Saved entries
------

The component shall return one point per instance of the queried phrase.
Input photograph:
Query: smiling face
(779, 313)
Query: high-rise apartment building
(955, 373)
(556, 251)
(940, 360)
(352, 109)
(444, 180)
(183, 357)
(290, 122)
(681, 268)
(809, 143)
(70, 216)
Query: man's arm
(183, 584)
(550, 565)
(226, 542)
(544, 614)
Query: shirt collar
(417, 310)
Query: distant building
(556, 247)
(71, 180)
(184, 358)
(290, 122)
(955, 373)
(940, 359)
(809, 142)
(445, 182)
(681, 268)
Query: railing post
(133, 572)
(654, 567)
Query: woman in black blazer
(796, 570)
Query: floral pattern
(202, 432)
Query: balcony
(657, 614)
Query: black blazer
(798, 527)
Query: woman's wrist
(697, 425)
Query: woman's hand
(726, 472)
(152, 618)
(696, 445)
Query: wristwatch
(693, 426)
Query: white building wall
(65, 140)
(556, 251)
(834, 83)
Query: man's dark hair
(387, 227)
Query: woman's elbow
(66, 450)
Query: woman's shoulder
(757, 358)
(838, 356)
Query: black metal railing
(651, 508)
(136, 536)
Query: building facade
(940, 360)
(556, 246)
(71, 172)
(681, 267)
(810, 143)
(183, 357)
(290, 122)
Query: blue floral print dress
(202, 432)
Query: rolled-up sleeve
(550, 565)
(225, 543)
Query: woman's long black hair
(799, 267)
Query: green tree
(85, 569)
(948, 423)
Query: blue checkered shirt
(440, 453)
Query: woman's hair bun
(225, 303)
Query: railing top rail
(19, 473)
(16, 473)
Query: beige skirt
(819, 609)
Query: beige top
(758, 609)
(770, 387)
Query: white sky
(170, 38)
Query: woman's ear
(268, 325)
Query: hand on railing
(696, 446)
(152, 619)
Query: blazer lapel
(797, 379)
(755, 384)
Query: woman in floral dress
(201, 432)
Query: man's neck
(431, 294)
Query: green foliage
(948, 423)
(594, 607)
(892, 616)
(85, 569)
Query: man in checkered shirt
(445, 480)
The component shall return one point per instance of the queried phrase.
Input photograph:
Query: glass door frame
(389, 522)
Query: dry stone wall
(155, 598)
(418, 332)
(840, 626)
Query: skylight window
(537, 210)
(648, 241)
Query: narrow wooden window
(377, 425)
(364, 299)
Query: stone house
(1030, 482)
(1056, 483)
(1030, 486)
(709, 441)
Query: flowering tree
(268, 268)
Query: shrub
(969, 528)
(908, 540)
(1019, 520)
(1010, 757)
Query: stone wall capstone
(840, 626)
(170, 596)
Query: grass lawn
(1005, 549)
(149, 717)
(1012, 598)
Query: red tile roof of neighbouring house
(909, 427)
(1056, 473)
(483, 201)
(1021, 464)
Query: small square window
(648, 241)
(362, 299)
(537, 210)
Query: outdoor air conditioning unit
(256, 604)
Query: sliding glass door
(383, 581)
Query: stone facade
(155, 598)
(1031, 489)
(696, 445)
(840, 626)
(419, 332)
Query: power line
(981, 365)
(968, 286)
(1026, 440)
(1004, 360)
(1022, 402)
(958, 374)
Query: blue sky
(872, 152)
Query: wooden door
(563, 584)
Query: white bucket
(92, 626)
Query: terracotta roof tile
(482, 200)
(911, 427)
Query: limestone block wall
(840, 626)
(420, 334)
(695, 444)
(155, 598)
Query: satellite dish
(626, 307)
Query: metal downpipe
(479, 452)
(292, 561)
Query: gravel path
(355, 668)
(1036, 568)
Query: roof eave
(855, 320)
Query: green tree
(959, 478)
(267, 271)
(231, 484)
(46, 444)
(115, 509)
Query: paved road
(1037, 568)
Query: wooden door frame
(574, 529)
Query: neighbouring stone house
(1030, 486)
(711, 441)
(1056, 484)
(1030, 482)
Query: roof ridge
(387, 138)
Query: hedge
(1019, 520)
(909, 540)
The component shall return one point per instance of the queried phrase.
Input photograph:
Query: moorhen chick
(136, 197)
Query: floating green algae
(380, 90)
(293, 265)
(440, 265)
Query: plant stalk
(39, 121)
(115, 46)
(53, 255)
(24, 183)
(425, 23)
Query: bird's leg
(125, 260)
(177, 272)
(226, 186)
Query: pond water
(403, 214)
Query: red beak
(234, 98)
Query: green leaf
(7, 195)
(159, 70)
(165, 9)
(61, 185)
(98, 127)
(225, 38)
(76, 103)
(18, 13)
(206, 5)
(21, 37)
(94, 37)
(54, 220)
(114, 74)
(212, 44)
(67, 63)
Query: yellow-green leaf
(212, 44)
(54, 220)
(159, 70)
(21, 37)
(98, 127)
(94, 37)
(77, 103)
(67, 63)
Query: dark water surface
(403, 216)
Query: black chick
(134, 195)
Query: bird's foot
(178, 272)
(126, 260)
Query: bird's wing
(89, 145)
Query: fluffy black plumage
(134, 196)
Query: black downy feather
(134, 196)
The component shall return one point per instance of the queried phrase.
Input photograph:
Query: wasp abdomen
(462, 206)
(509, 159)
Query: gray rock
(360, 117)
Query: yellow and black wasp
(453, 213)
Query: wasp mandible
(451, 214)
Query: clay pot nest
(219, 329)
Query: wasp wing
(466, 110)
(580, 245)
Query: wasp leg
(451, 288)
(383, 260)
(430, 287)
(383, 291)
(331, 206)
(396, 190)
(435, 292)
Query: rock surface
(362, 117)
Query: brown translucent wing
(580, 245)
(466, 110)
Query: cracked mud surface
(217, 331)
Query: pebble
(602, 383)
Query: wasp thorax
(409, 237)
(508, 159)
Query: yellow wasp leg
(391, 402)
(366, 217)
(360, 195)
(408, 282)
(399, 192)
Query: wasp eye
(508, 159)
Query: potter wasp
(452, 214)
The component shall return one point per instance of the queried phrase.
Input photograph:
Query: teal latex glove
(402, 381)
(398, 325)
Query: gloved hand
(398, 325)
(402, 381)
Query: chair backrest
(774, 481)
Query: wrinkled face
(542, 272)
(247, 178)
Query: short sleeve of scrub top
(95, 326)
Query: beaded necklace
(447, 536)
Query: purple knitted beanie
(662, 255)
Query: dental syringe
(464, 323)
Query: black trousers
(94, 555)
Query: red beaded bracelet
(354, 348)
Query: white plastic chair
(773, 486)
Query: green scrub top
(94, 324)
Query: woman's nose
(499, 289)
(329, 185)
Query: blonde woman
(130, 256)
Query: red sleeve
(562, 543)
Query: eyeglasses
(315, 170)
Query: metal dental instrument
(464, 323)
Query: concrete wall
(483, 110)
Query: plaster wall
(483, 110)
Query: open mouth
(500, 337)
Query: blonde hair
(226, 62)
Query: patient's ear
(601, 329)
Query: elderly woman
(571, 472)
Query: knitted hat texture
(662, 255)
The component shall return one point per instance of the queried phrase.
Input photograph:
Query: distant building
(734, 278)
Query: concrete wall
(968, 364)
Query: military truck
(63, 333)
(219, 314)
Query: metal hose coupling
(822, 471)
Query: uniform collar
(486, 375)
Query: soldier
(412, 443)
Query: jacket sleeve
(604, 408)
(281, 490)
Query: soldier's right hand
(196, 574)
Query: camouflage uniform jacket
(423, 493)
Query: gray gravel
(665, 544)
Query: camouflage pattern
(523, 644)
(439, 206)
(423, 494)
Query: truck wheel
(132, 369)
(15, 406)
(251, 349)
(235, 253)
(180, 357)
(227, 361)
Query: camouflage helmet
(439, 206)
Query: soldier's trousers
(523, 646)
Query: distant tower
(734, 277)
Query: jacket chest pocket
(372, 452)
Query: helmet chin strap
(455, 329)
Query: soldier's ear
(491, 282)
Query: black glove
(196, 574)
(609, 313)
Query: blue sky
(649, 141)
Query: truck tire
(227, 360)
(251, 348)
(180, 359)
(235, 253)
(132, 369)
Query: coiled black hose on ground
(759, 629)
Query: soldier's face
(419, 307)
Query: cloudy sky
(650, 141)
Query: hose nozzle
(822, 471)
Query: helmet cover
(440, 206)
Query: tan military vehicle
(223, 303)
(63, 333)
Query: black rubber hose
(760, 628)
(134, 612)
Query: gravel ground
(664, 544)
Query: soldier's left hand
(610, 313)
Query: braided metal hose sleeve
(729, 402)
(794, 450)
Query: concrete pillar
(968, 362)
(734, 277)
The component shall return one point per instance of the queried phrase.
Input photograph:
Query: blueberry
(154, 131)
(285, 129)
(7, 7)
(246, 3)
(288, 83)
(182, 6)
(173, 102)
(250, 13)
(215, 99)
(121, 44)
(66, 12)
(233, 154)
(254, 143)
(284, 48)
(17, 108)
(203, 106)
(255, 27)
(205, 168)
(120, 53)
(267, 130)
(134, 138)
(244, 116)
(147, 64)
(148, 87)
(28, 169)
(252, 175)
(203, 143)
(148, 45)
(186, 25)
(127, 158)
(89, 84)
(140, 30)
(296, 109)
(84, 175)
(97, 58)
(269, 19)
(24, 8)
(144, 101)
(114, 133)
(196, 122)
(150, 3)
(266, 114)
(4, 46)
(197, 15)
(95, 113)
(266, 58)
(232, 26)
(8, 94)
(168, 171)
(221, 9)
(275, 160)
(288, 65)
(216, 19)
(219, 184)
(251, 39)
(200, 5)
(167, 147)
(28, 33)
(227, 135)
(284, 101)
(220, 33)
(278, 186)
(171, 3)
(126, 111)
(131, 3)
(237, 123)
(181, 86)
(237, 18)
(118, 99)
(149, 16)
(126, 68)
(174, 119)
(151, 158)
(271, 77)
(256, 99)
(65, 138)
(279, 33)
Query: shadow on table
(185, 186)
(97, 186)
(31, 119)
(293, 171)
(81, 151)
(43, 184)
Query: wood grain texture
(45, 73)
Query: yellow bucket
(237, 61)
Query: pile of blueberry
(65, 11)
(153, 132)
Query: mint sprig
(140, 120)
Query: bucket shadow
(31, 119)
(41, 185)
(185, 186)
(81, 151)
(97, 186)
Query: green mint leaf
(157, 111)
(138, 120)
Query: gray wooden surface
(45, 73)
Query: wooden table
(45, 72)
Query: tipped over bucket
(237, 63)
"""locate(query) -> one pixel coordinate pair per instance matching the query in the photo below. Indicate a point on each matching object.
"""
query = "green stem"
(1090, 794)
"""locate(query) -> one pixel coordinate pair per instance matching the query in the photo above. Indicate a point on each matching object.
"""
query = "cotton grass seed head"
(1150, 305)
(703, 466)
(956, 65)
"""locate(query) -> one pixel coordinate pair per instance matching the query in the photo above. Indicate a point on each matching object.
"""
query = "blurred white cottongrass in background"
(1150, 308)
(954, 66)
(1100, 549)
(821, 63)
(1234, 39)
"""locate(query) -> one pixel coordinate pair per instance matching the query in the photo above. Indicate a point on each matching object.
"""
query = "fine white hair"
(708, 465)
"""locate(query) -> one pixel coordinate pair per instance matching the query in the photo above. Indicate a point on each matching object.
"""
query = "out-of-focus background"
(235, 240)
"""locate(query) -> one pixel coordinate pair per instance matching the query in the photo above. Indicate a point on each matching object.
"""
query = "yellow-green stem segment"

------

**Exercise**
Gather every line of the records that contains the word "blueberry" and list those lines.

**Answer to the problem**
Query: blueberry
Query: pile of blueberry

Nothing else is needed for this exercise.